* [Texto de lectura]
+ + + + + + +

La soberanía del instante se experimenta en la indiferenciación entre el sujeto y los objetos, estado “inmanente” en el que el hombre habita el mundo “como agua en el agua”, la diferenciación es la condición para que los objetos existan, y esto ocurre tras la aparición de la conciencia. La creación, por parte de los primeros hombres, de objetos útiles nos da testimonio de un pensamiento que advierte medios para un fin posterior y distinto a sí mismo, de ahí que Bataille sostenga que “el útil elaborado es la forma naciente del no – yo”:[7] en la elaboración de útiles la conciencia crea un mundo antes inexistente, esto es, el mundo del proyecto, y en este mundo se imponen cada vez más, como únicos fines, la conservación y la producción.

+ + + + + + +

* [Material mostrado]
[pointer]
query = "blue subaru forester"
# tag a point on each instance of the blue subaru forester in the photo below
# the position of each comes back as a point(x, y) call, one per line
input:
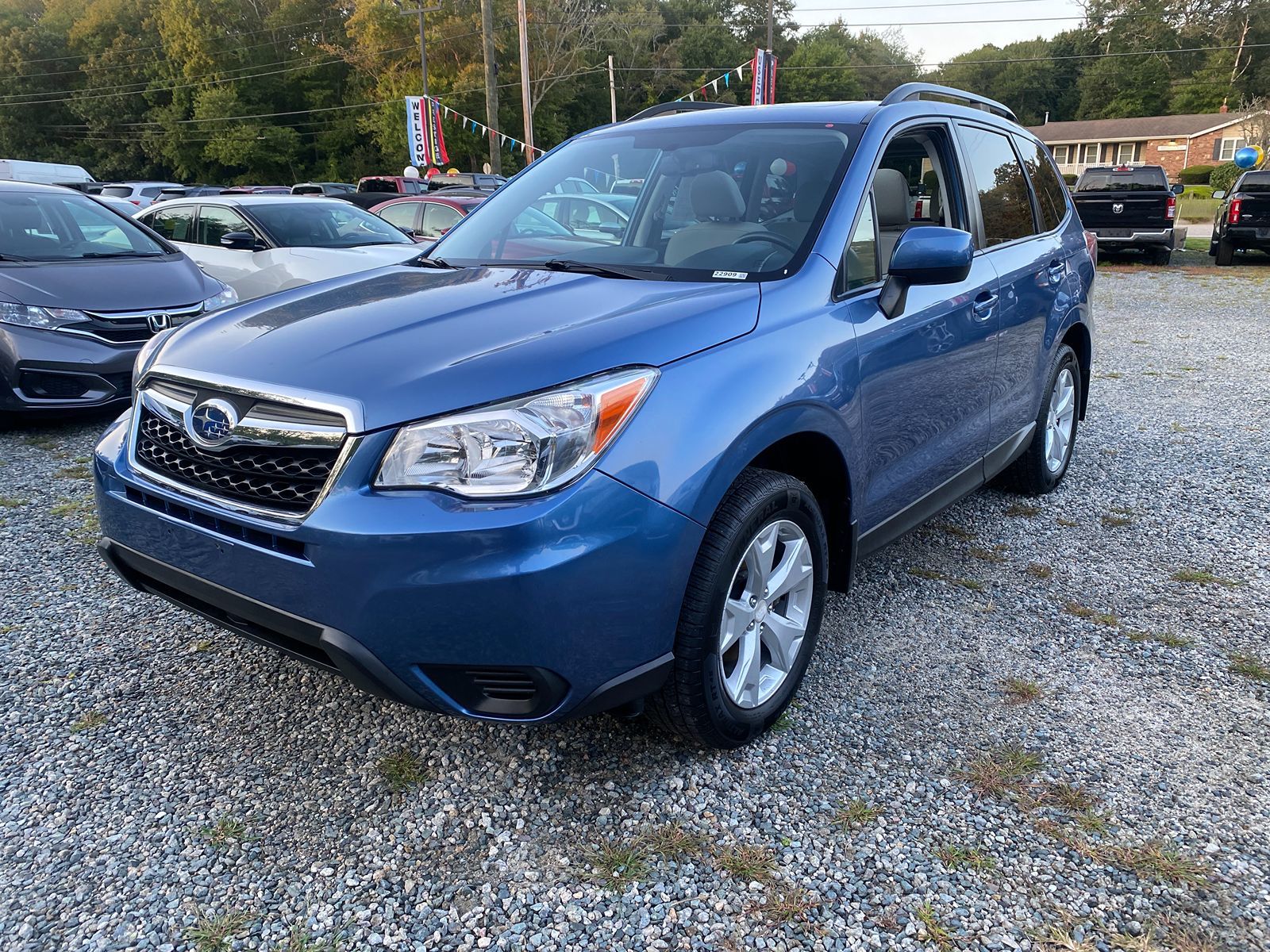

+ + + + + + +

* [Por hacer] Retoma el texto sobre la soberanía del instante y el mundo del proyecto, y continúalo a partir de su última oración.

* [Respuesta escrita]
La conservación y la producción suponen para la experiencia la postergación de los deseos que antes podían experimentarse espontáneamente y sin restricción alguna. Un testimonio de y para la mirada del momento, en que, posterior a la aparición de la conciencia se reconoce un mundo abandonado para siempre, son las pinturas paleolíticas, en ellas el hombre observa con admiración y veneración[8] a aquellos seres que parecen no haber renunciado al despliegue soberano de sus deseos.
La subordinación de la experiencia a los fines de la conservación y la producción obliga a la mirada a permanecer principalmente en el plano de las cosas conocidas, lo que antes no tenía el límite de los objetos ahora se proyecta en ellos, pero, como señalamos a propósito de las pinturas parietales, existe en el hombre una presencia que lo hace desear volver a aquel estado indiferenciado, la mirada se aparta de los objetos útiles y en el gasto que supone la creación de tales pinturas manifiesta su necesidad de volver a aquella mirada anterior a la conciencia.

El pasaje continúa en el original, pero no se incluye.